═══ Document passage ═══

IDACov is a really simple plug-in that takes a list of basic block starting addresses as input. It colors the instructions in this basic block blue and the function containing a color block light blue. It also makes a list of functions with highlighted blocks for quick navigation. I’m guessing there are plug-ins/IDAPython/IDC that do almost the exact same thing, but I’m learning the SDK and this was a good simple exercise. I’ll be re-implementing this in IDAPython soon to see how much cleaner that is. Oh, look, I did it already. IDAPython is great.

Building the Tools

First, grab a current snapshot.

To use the tools, you’ll need Pin 29972 and a recent Visual Studio (the free Express version will work fine). When you unpack Pin, you’ll get a directory with something like pin-2.7-29972-blah, we’ll call this $PINROOT. Unpack the DiffCov tools into $PINROOT\source\tools\. This should place all the tools under $PINROOT\source\tools\DiffCov. Open the DiffCov.sln solution file and build both the pintool and the IDA plug-in. The solution assumes you have IDA at C:\Program Files\IDA and that you want to build the plugin in the \plugins directory under IDA. If you don’t want it there, modify the properties of the IDACov project. The sample SWF files used for input are includes, but if you want to compile them from the HaXe source, you will need HaXe installed. Oh, also, the IDA plug-in expects the SDK to be at C:\Program Files\IDA\idasdk55 — another thing you can fix in the project properties if you need to. Alternatively, the package includes a compiled version of the plug-in. The Pin tool is not distributed in compiled form, you’ll have to build that yourself.

═══

(Stated task): Reproduce the passage on the IDACov plug-in word for word, between "IDACov is a" and "IDAPython is great.", inclusive.

═══ Listing ═══

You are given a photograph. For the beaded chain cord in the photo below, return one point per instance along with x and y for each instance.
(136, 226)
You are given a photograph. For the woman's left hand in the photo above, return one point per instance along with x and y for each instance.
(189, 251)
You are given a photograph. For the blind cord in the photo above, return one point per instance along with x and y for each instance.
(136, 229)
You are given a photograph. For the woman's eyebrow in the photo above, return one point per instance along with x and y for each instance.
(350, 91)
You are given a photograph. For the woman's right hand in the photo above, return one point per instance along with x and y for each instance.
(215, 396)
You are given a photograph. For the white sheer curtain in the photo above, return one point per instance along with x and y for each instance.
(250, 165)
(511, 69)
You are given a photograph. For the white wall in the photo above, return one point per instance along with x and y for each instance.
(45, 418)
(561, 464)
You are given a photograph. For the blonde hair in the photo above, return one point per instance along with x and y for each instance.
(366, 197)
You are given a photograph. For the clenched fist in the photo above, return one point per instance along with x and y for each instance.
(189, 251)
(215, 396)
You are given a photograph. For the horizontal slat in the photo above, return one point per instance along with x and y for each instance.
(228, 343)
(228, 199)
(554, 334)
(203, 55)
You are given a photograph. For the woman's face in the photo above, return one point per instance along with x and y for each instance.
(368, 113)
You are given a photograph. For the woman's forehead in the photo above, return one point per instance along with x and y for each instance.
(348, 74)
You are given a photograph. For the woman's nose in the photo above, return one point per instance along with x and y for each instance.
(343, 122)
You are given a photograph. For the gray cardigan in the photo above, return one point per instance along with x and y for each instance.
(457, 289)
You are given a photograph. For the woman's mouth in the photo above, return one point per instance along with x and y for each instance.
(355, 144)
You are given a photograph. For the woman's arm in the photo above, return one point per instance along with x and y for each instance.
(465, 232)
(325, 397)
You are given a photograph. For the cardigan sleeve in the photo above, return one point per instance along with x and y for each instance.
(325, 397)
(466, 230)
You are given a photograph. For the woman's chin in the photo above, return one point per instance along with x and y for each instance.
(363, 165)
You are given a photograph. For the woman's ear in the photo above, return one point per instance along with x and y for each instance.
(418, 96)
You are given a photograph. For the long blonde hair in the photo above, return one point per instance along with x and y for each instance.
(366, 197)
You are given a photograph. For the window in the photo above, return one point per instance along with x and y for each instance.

═══

(Exercise answer):
IDACov is a really simple plug-in that takes a list of basic block starting addresses as input. It colors the instructions in this basic block blue and the function containing a color block light blue. It also makes a list of functions with highlighted blocks for quick navigation. I’m guessing there are plug-ins/IDAPython/IDC that do almost the exact same thing, but I’m learning the SDK and this was a good simple exercise. I’ll be re-implementing this in IDAPython soon to see how much cleaner that is. Oh, look, I did it already. IDAPython is great.